Consigne:
Reproduisez intégralement l'extrait sur le carbone organique et la recherche de vie sur Mars, sans en modifier un seul mot ni un seul signe de ponctuation.

Extrait de page:
Selon les théories de chimie prébiotique, les molécules organiques réduites et utilisées par les premières formes de vie auraient été élaborées dans l’atmosphère primitive, à partir du méthane et une forme simple de carbone. Ce dernier, dit carbone organique, est constitué d’un atome de carbone lié à un atome d’hydrogène. Il est la base de toute molécule organique créée et utilisée par tous les systèmes vivants connus.
Les recherches en astrobiologie se basent généralement sur ce modèle pour rechercher des traces de vie extraterrestre sur Mars. Le rover Curiosity a fait dans ce sens des progrès majeurs dans l’étude du climat et de la géologie de la planète, grâce aux premières mesures du carbone organique total des échantillons de roches.

Données de pointage ancrées dans l'image:

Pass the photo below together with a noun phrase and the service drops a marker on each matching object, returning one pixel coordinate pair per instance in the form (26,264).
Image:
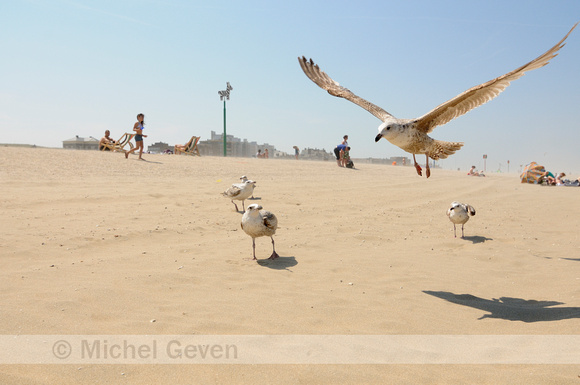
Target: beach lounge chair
(190,147)
(119,144)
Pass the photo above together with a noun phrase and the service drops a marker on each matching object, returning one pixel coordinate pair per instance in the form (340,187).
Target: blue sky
(76,67)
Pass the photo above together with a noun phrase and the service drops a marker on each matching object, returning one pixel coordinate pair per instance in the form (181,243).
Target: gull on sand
(240,192)
(411,134)
(459,214)
(259,223)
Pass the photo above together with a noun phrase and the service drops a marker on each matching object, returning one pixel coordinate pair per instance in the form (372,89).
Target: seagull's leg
(254,248)
(417,166)
(274,254)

Solution rédigée:
Selon les théories de chimie prébiotique, les molécules organiques réduites et utilisées par les premières formes de vie auraient été élaborées dans l’atmosphère primitive, à partir du méthane et une forme simple de carbone. Ce dernier, dit carbone organique, est constitué d’un atome de carbone lié à un atome d’hydrogène. Il est la base de toute molécule organique créée et utilisée par tous les systèmes vivants connus.
Les recherches en astrobiologie se basent généralement sur ce modèle pour rechercher des traces de vie extraterrestre sur Mars. Le rover Curiosity a fait dans ce sens des progrès majeurs dans l’étude du climat et de la géologie de la planète, grâce aux premières mesures du carbone organique total des échantillons de roches.